• [The request]
Transcribe the records below exactly as they appear.

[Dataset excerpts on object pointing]
★ ★ ★
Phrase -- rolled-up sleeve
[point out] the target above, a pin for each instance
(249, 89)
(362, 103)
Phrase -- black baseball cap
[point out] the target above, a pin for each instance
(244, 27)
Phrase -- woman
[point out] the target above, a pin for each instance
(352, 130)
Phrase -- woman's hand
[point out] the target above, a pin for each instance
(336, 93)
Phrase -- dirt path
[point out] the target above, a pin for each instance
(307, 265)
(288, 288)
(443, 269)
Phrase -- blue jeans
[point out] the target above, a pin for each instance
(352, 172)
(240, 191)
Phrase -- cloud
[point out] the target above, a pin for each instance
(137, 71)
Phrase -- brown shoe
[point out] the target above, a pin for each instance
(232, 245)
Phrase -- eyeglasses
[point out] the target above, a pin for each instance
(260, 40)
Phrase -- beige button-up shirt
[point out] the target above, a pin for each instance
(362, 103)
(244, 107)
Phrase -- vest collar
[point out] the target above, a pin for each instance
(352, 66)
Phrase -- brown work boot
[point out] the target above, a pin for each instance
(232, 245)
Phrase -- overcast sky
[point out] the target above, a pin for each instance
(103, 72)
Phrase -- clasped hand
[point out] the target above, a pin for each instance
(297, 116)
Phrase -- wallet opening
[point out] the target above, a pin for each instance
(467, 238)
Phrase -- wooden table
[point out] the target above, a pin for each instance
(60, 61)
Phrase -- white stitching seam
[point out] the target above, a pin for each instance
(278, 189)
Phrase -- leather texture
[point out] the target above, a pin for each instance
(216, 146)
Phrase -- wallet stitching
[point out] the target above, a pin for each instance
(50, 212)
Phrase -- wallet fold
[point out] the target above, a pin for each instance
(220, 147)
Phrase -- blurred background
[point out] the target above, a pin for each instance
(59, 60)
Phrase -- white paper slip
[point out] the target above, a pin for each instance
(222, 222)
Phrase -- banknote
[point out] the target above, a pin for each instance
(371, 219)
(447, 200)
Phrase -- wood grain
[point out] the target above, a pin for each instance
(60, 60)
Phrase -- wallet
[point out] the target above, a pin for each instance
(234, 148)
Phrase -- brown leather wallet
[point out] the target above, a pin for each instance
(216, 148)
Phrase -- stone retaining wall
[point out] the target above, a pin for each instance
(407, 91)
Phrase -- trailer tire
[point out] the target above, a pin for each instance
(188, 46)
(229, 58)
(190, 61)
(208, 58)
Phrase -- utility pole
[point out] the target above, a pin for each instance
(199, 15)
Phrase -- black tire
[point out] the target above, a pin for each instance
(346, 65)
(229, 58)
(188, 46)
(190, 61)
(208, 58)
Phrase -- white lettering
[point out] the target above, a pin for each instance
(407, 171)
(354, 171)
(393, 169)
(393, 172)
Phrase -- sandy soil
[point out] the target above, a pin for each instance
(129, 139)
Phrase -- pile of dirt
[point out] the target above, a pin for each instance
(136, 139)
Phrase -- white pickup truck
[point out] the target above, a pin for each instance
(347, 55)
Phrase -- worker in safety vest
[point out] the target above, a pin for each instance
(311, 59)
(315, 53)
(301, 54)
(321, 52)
★ ★ ★
• [Answer for the task]
Phrase -- rolled-up sleeve
[point out] the target above, a pin for each instance
(249, 89)
(362, 103)
Phrase -- black baseball cap
[point out] the target above, a pin for each instance
(244, 27)
Phrase -- woman
[point out] the target above, a pin for each instance
(352, 130)
Phrase -- woman's hand
[point out] the target above, a pin for each instance
(336, 93)
Phrase -- dirt path
[point out] the target above, a pin for each instance
(307, 265)
(288, 288)
(443, 269)
Phrase -- blue jeans
[point out] the target above, a pin for each instance
(352, 172)
(240, 191)
Phrase -- cloud
[point out] the target above, a pin for each instance
(137, 71)
Phrase -- brown shoe
[point out] the target above, a pin for each instance
(232, 245)
Phrase -- eyeglasses
[point out] the target above, a pin for each instance
(260, 40)
Phrase -- beige button-up shirt
[point out] the target above, a pin for each instance
(362, 103)
(244, 107)
Phrase -- vest collar
[point out] the target above, a pin for each instance
(352, 66)
Phrase -- brown work boot
[point out] the target above, a pin for each instance
(232, 245)
Phrase -- overcast sky
[point out] the target above, a pin for each instance
(103, 72)
Phrase -- clasped hand
[point out] the target above, a pin for each instance
(297, 116)
Phrase -- wallet opening
[point out] the target above, a pin for each instance
(467, 238)
Phrase -- wooden table
[point out] the target above, a pin for each instance
(60, 61)
Phrase -- white stitching seam
[point out] the target above, a pin for each instance
(278, 189)
Phrase -- leather texture
[point out] the target above, a pin for each instance
(216, 146)
Phrase -- wallet stitching
[point out] the target above, a pin for each instance
(50, 212)
Phrase -- wallet fold
[point out] the target above, a pin for each instance
(220, 147)
Phrase -- blurred background
[point out] the target above, a pin for each instance
(59, 60)
Phrase -- white paper slip
[point out] the target above, a pin for each instance
(222, 222)
Phrase -- banknote
[point out] the target above, a pin for each instance
(371, 219)
(447, 200)
Phrase -- wood grain
[point out] the target above, a pin for each instance
(60, 60)
Phrase -- wallet
[point out] the target above, a pin for each instance
(234, 148)
Phrase -- brown leather wallet
[point out] the target above, a pin for each instance
(216, 148)
Phrase -- stone retaining wall
[point out] the target above, a pin for each instance
(407, 91)
Phrase -- trailer tire
[point out] the target above, a pin for each instance
(188, 46)
(229, 58)
(190, 61)
(208, 58)
Phrase -- utility pole
[point out] the target above, a pin for each instance
(199, 15)
Phrase -- black tire
[point out] the target above, a pin for each instance
(346, 65)
(229, 58)
(188, 46)
(190, 61)
(208, 58)
Phrase -- white lettering
[point out] the target above, a pin for each instance
(407, 171)
(354, 171)
(393, 169)
(393, 172)
Phrase -- sandy soil
[point out] the target above, a pin for each instance
(129, 139)
Phrase -- pile of dirt
[point out] the target above, a pin for each instance
(136, 139)
Phrase -- white pickup truck
[point out] the target above, a pin for each instance
(347, 55)
Phrase -- worker in safety vest
[point out] the target above, a pin for each instance
(311, 59)
(315, 53)
(301, 54)
(321, 52)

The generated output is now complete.